In a letter dated April 19, 2011, KPMG informed the board of directors of the Company that in KPMG’s view the Company’s senior management has not taken, and the board of directors has not caused senior management to take, timely and appropriate remedial actions with respect to these discrepancies and/or issues, and KPMG stated that the continued lack of resolution of the issues would materially impact the financial statements for the year ended December 31, 2010 and possibly prior periods.
And as you might expect, this resulted in KPMG taking its audit reports and going home:
On April 29, 2011, we were also informed by KPMG, our former independent accounting firm, that disclosures should be made and action should be taken to prevent future reliance on their previously issued audit reports related to the consolidated balance sheets of ShengdaTech, Inc. and its subsidiaries as of December 31, 2008 and 2009, and the related consolidated statements of income, shareholders’ equity and comprehensive income, and cash flows for the years then ended and the effectiveness of internal control over financial reporting as of December 31, 2008 and 2009.
When is this officially a pattern? Or is it simply a trend? Qiao Xing CFO Jiang Aijun resigned today but have no fear investors! – the company has appointed a financial controller and is on the hunt for a new CFO.
Plus they’re planning to file their fiscal 2010 results a month ahead of schedule. The company’s stock was down 12% for the week prior to today’s announcement and unfortunately, all this fresh news doesn’t seem to have calmed anyone down. [Dow Jones, Earlier, Earlier]
It could be that Stephen Park really is pursuing another professional opportunity but most people (and by that I mean investors) don’t believe that story.

• **Stored data**:
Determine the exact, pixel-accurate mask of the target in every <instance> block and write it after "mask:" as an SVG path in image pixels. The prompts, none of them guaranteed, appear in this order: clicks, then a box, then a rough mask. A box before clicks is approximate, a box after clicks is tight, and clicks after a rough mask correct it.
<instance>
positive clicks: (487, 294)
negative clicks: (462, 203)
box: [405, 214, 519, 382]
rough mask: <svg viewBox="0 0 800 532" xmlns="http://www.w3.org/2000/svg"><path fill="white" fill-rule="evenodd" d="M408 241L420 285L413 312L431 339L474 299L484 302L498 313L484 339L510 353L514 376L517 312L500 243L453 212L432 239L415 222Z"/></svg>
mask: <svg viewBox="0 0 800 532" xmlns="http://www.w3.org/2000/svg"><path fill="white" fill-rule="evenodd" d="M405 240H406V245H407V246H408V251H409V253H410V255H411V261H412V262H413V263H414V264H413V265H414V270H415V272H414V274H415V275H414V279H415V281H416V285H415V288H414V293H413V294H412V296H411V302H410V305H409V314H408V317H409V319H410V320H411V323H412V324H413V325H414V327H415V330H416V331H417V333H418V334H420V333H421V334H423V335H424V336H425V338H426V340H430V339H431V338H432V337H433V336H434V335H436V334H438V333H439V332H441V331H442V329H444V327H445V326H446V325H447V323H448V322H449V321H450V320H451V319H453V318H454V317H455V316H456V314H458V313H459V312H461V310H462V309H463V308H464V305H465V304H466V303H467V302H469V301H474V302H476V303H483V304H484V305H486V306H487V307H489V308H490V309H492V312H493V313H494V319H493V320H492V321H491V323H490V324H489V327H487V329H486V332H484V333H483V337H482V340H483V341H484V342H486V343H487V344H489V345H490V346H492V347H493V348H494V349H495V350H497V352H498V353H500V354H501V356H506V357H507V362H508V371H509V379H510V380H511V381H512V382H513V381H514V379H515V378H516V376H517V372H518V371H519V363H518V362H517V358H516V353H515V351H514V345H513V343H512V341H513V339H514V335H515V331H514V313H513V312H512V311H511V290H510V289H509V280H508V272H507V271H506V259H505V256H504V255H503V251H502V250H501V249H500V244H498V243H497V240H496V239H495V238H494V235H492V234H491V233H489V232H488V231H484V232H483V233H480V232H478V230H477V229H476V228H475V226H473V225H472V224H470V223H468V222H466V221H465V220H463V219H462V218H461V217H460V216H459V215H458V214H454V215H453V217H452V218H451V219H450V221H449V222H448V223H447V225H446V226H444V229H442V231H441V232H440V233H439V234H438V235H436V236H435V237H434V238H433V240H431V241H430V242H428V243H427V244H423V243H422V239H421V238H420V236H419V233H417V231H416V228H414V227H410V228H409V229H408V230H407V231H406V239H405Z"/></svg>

• **Directions**:
a - List every distinct calendar date (month, day, and year) that appears in the page text.
b - Write out the page text between "And as you might" and "2008 and 2009.", inclusive.

• **List of solutions**:
a -
- April 19, 2011
- December 31, 2010
- April 29, 2011
- December 31, 2008
- December 31, 2009

b -
And as you might expect, this resulted in KPMG taking its audit reports and going home:
On April 29, 2011, we were also informed by KPMG, our former independent accounting firm, that disclosures should be made and action should be taken to prevent future reliance on their previously issued audit reports related to the consolidated balance sheets of ShengdaTech, Inc. and its subsidiaries as of December 31, 2008 and 2009, and the related consolidated statements of income, shareholders’ equity and comprehensive income, and cash flows for the years then ended and the effectiveness of internal control over financial reporting as of December 31, 2008 and 2009.